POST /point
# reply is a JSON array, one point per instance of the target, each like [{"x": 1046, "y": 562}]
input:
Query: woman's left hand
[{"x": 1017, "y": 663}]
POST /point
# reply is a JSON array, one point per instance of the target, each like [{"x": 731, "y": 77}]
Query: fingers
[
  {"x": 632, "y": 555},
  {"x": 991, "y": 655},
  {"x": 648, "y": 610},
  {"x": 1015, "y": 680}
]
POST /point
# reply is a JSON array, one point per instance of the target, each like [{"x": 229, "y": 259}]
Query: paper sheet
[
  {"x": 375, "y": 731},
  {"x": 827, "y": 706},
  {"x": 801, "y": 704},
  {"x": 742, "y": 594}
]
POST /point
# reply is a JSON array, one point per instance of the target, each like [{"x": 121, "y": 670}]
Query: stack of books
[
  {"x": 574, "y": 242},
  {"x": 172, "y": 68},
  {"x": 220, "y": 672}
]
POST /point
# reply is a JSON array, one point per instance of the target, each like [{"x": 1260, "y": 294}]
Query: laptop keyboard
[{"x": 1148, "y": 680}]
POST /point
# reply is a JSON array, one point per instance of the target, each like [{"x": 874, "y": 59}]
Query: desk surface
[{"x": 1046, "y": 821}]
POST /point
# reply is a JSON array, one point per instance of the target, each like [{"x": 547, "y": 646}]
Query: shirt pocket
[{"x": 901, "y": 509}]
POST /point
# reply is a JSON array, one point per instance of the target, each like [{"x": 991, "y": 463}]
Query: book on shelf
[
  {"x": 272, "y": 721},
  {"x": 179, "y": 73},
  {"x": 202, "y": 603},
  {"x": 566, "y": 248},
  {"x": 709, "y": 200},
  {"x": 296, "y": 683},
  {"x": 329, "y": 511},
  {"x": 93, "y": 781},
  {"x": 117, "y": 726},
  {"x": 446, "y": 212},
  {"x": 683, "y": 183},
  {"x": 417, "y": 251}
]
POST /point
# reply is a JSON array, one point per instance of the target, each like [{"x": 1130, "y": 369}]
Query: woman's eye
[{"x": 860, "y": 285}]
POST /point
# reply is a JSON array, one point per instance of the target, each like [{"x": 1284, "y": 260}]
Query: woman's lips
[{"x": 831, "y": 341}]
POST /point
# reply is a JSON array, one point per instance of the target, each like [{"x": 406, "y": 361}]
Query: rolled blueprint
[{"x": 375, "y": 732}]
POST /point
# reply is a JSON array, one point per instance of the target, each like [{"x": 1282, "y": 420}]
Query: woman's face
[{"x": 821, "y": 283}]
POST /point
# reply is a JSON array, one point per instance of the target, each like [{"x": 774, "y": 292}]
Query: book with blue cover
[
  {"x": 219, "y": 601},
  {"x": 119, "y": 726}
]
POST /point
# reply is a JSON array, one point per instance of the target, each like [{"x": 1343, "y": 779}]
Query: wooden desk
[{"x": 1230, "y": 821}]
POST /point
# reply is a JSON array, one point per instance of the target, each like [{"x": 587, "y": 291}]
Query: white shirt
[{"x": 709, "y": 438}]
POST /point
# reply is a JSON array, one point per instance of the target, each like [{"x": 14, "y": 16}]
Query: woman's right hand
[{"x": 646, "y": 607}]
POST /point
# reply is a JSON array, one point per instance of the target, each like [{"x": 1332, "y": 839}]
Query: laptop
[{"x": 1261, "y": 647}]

### Task directions:
Repeat the data verbatim.

### Exercise solution:
POST /point
# reply is a JSON array, one point per instance of the target, each like [{"x": 1046, "y": 562}]
input:
Query: woman's left hand
[{"x": 1017, "y": 663}]
POST /point
# reply is a JSON array, one point per instance of the target, each like [{"x": 731, "y": 77}]
Query: fingers
[
  {"x": 632, "y": 555},
  {"x": 991, "y": 655},
  {"x": 648, "y": 610},
  {"x": 1015, "y": 680}
]
POST /point
# reply is a JSON array, one point per instance of the target, each like [{"x": 229, "y": 259}]
Query: paper sheet
[
  {"x": 375, "y": 731},
  {"x": 827, "y": 706},
  {"x": 801, "y": 704},
  {"x": 742, "y": 594}
]
POST /point
# reply is a JSON array, one point per instance of the target, each like [{"x": 121, "y": 670}]
Query: stack of books
[
  {"x": 574, "y": 242},
  {"x": 172, "y": 68},
  {"x": 220, "y": 672}
]
POST /point
# reply is a JSON array, one point per instance of the target, each like [{"x": 1260, "y": 294}]
Query: laptop keyboard
[{"x": 1148, "y": 680}]
POST /point
# reply is a JSON array, one point per instance of the target, each like [{"x": 874, "y": 59}]
Query: desk surface
[{"x": 1046, "y": 821}]
POST /point
# reply is a JSON array, one point per instance of the target, each like [{"x": 547, "y": 646}]
Query: shirt pocket
[{"x": 901, "y": 509}]
POST /point
# reply is a JSON array, one point per instance of the target, each like [{"x": 991, "y": 463}]
Query: book on shelf
[
  {"x": 272, "y": 721},
  {"x": 179, "y": 73},
  {"x": 202, "y": 603},
  {"x": 566, "y": 248},
  {"x": 709, "y": 200},
  {"x": 296, "y": 683},
  {"x": 329, "y": 511},
  {"x": 93, "y": 781},
  {"x": 117, "y": 726},
  {"x": 446, "y": 212},
  {"x": 683, "y": 183},
  {"x": 417, "y": 251}
]
POST /point
# reply is a JSON array, one point per instance of the target, each like [{"x": 1130, "y": 369}]
Query: woman's eye
[{"x": 860, "y": 285}]
POST /point
# reply is a JSON array, one point per instance of the target, each like [{"x": 1284, "y": 260}]
Query: woman's lips
[{"x": 831, "y": 341}]
POST /point
# reply is a JSON array, one point per instance of the target, each like [{"x": 406, "y": 361}]
Query: rolled blueprint
[{"x": 375, "y": 732}]
POST /point
# reply is a JSON array, one point per instance of the target, each like [{"x": 1282, "y": 420}]
Query: woman's face
[{"x": 821, "y": 283}]
POST /point
# reply is a JSON array, one point per instance of the target, each like [{"x": 774, "y": 292}]
Query: book with blue cover
[
  {"x": 219, "y": 601},
  {"x": 119, "y": 726}
]
POST /point
# reply is a JSON array, one point per instance of the target, each like [{"x": 1343, "y": 779}]
Query: wooden desk
[{"x": 1230, "y": 821}]
POST /point
# reply is a JSON array, one point per instance of the target, each like [{"x": 587, "y": 291}]
Query: white shirt
[{"x": 709, "y": 438}]
POST /point
# reply is a JSON array, one point per instance of the target, each like [{"x": 14, "y": 16}]
Query: woman's right hand
[{"x": 646, "y": 607}]
POST /point
# reply is a JSON array, one point per instance of the target, each like [{"x": 1332, "y": 839}]
Query: laptop
[{"x": 1261, "y": 647}]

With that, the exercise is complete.